> Exercise aim
List every reference number cited in the passage on FeRh lattice dynamics below, in order of appearance.

> Source extract
By measuring TR-XRD, it is possible to monitor the changes that occur to the FeRh lattice after laser excitation and ascertain the presence of transient states on time scales dictated by the excitation laser pulse duration. Extending these measurements beyond the reports of Mariager et al.32 is particularly appealing since recent simulations6,33,34 of FeRh phonon bands using density functional theory (DFT) have revealed that the lattice dynamics plays a decisive role in the meta-magnetic phase transition, reflected in a significant difference in the expected temperature dependence of lattice vibrations of the ferromagnetic and antiferromagnetic phases.

> Data extract
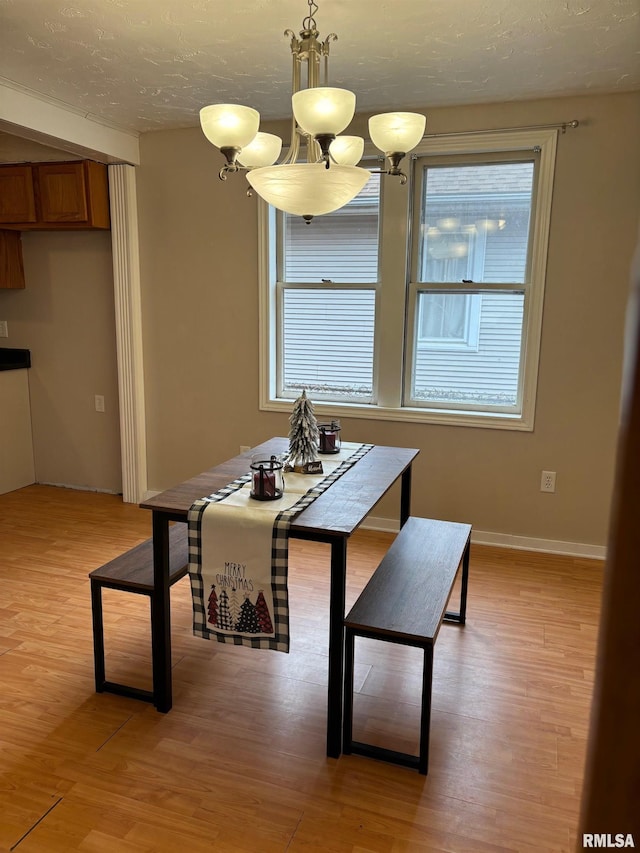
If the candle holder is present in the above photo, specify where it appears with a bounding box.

> Output of the exercise
32, 6, 33, 34